=== Selected passage ===
--- begin ---
2.2.2. Numerical Simulation

FEA was performed using SolidWorks 2018 (Dassault Systems, Paris, France) to determine the optimal arrangement of lattice structures for the axial compressive load. The values of the material properties of the titanium alloy (Ti-6Al-4V) used in this study were derived experimentally. The specimen was manufactured following the ASTM B988-18 standard [78], and the manufacturing parameters were the same as those mentioned in Section 2.3.2. In terms of the results, an elastic modulus of 119.0 GPa, yield strength of 1125.0 MPa, tensile strength of 1200.0 MPa, and Poisson’s ratio of 0.34 were achieved. The derived mechanical properties satisfied the ASTM B988-18 standard (yield strength ≥ 828 MPa and ultimate tensile strength ≥ 895 MPa). The aforementioned material property values were used for the numerical analysis.

The structure has an irregular shape. A free mesh was applied using second-order tetrahedral elements. Considering the convergence, the size of the mesh element was set to 0.6705 mm. The total number of meshes varied depending upon the lattice structure (relative density of 0.3 and 3 × 3 × 3 pattern) types, and the total elements ranged from 57,512 to 100,727 (Table 2). The mesh was refined at the expected point of maximum stress.

A fixed-boundary condition was applied to the bottom surface of the structure; meanwhile, a compression force with a direction orthogonal to the top surface was applied to the top surface (Figure 5). To perform the analysis, the Fourier finite-element plus (FFEPLUS) iterative solver was applied. The FFEPLUS employs advanced matrix reordering techniques that are approximate, and, in each iteration, a solution is assumed, and iterations continue until the error becomes acceptable. The solver either utilizes a maximum number of iterations or a stopping threshold to determine the convergence between consecutive iterations. In this study, maximum iteration and threshold values of 1,000,000 and 0.0001, respectively, were used.
--- end ---
=== Set exercise ===
Continue the numerical simulation passage on Ti-6Al-4V lattice structures under axial compression, starting right after its last sentence.

=== Data ===
--- begin ---
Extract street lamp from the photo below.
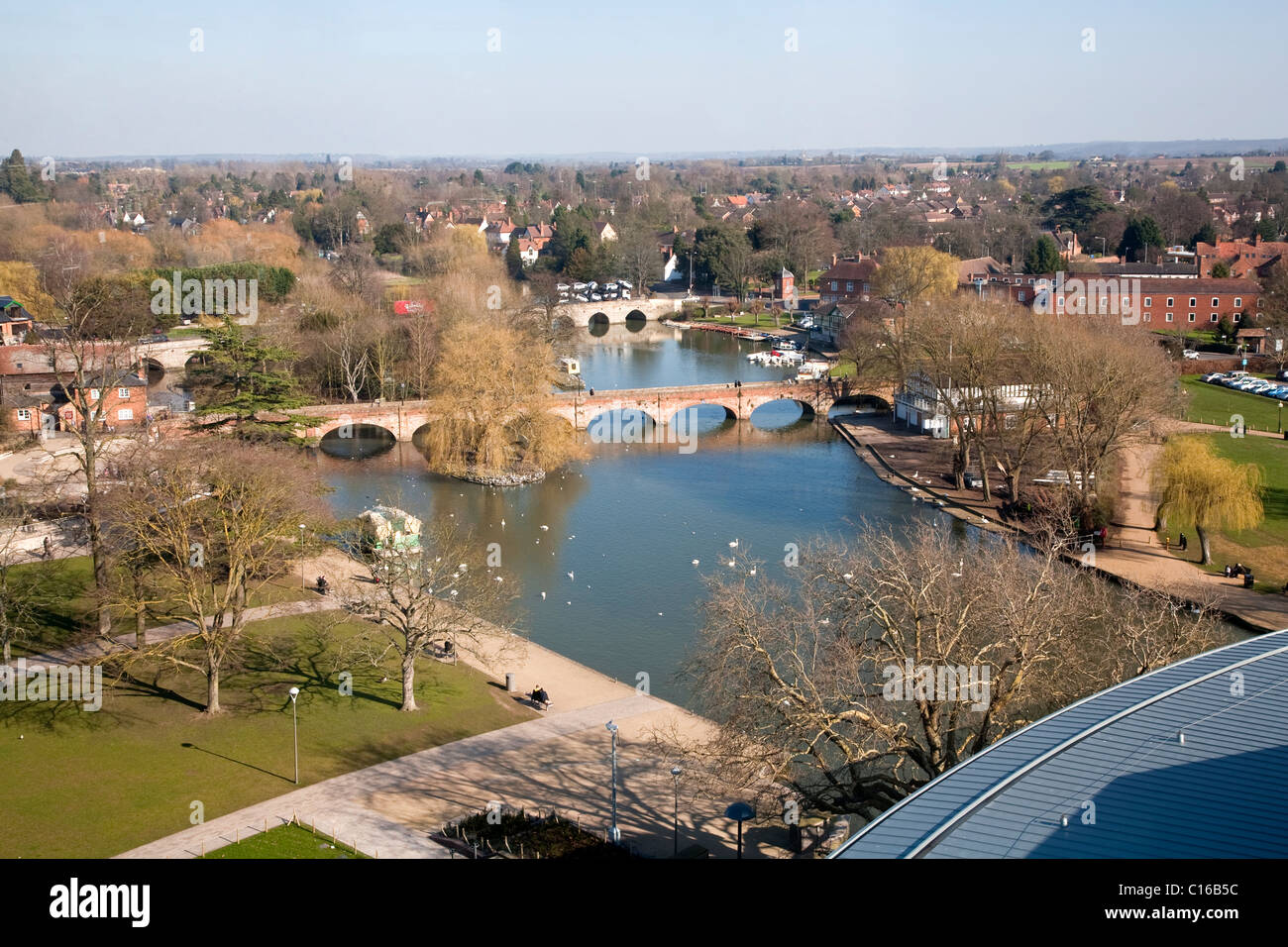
--- end ---
=== Result of the task ===
Linear and nonlinear analyses were performed in this study. Upon considering the computational cost, initially, linear analysis was performed on different types of lattice structures to examine the stress trends. The maximum compression force was achieved at the point wherein the von Mises stress met the yield stress of the material. Meanwhile, four types of lattice structures, having the highest compression forces, were selected for nonlinear analysis. During nonlinear analysis, the maximum compression force was achieved at the point wherein the principal stress met the yield stress of the material. All the stress values were calculated based on the elemental mean values.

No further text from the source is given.